==== Fragmento proporcionado ====

El campesinado haitiano vive, efectivamente, apiñado en pañuelos de tierra. Y es que desde la política de cercamientos y de privatización de tierras antes comunales que estudiara un joven de Tréveris en La Gaceta Renana, y mucho antes, desde el acaparamiento de las tierras comunales de los ayllus, calpullis y otras estructuras societales en toda Nuestra América a partir de 1492, el capitalismo ha sido una formidable maquinaria capaz de desplazar, remover, deslocalizar, trasladar, arrinconar, desalojar, reagrupar, expulsar, desaposentar, concentrar, echar, despedir, apiñar, centralizar, aglomerar, mezclar y abigarrar. ¿A qué? ¿A quiénes? A nada menos que a 7 mil millones de seres humanos, la humanidad entera, acantonada hoy en apenas algunos “pañuelos” de tierra litoral a lo largo del planeta.

====

# [Problema a]
Renombra "Target" como "Label" en las entradas, desde la línea que contiene "Q: Mark a point on every instance of the tree" hasta el final de las entradas, ambas incluidas. Devuelve solo esas líneas, sin ningún otro cambio.
El fragmento y las entradas proceden de fuentes distintas.

==== Datos de entrada ====

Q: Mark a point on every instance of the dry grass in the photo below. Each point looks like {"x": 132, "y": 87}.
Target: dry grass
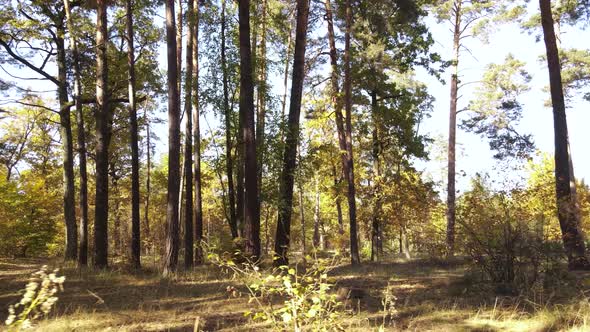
{"x": 431, "y": 296}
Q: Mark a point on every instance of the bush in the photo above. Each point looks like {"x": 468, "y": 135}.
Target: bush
{"x": 288, "y": 298}
{"x": 38, "y": 299}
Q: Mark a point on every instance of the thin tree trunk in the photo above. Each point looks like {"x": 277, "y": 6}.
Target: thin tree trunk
{"x": 188, "y": 144}
{"x": 71, "y": 250}
{"x": 233, "y": 226}
{"x": 377, "y": 228}
{"x": 452, "y": 132}
{"x": 283, "y": 234}
{"x": 337, "y": 102}
{"x": 172, "y": 236}
{"x": 198, "y": 208}
{"x": 286, "y": 77}
{"x": 135, "y": 222}
{"x": 83, "y": 205}
{"x": 317, "y": 238}
{"x": 354, "y": 251}
{"x": 573, "y": 239}
{"x": 148, "y": 176}
{"x": 101, "y": 210}
{"x": 251, "y": 203}
{"x": 261, "y": 109}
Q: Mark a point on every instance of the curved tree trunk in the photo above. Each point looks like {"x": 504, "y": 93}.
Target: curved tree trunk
{"x": 573, "y": 239}
{"x": 251, "y": 204}
{"x": 172, "y": 236}
{"x": 283, "y": 233}
{"x": 101, "y": 212}
{"x": 83, "y": 226}
{"x": 135, "y": 223}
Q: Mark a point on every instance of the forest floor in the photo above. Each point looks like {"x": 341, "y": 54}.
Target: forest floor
{"x": 431, "y": 296}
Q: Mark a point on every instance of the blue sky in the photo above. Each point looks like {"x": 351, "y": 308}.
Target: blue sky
{"x": 473, "y": 153}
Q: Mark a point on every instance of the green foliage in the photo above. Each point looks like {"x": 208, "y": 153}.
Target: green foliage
{"x": 287, "y": 298}
{"x": 495, "y": 110}
{"x": 37, "y": 301}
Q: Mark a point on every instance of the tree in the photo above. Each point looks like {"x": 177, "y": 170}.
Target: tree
{"x": 172, "y": 236}
{"x": 291, "y": 137}
{"x": 135, "y": 223}
{"x": 573, "y": 239}
{"x": 354, "y": 250}
{"x": 495, "y": 109}
{"x": 45, "y": 17}
{"x": 251, "y": 205}
{"x": 83, "y": 226}
{"x": 103, "y": 117}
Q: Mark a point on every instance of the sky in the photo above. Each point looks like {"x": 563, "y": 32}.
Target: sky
{"x": 473, "y": 155}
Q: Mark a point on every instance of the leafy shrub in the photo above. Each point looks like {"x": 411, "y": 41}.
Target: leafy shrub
{"x": 288, "y": 298}
{"x": 505, "y": 238}
{"x": 38, "y": 299}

====

# [Problema b]
Indica si cada afirmación concuerda con el fragmento sobre el campesinado haitiano, respondiendo sí o no y citando literalmente las palabras decisivas: (i) el acaparamiento de las tierras comunales en Nuestra América comenzó a partir de 1492; (ii) la humanidad suma 8 mil millones de seres humanos; (iii) un joven de Tréveris estudió la política de cercamientos en La Gaceta Renana.

# [Respuesta a]
Q: Mark a point on every instance of the tree in the photo above. Each point looks like {"x": 177, "y": 170}.
Label: tree
{"x": 172, "y": 236}
{"x": 291, "y": 137}
{"x": 135, "y": 223}
{"x": 573, "y": 239}
{"x": 354, "y": 250}
{"x": 495, "y": 109}
{"x": 45, "y": 17}
{"x": 251, "y": 205}
{"x": 83, "y": 226}
{"x": 103, "y": 117}
Q: Mark a point on every instance of the sky in the photo above. Each point looks like {"x": 563, "y": 32}.
Label: sky
{"x": 473, "y": 155}
Q: Mark a point on every instance of the leafy shrub in the photo above. Each point looks like {"x": 411, "y": 41}.
Label: leafy shrub
{"x": 288, "y": 298}
{"x": 505, "y": 238}
{"x": 38, "y": 299}

# [Respuesta b]
(i) Sí: «desde el acaparamiento de las tierras comunales de los ayllus, calpullis y otras estructuras societales en toda Nuestra América a partir de 1492».
(ii) No: «A nada menos que a 7 mil millones de seres humanos, la humanidad entera».
(iii) Sí: «la política de cercamientos y de privatización de tierras antes comunales que estudiara un joven de Tréveris en La Gaceta Renana».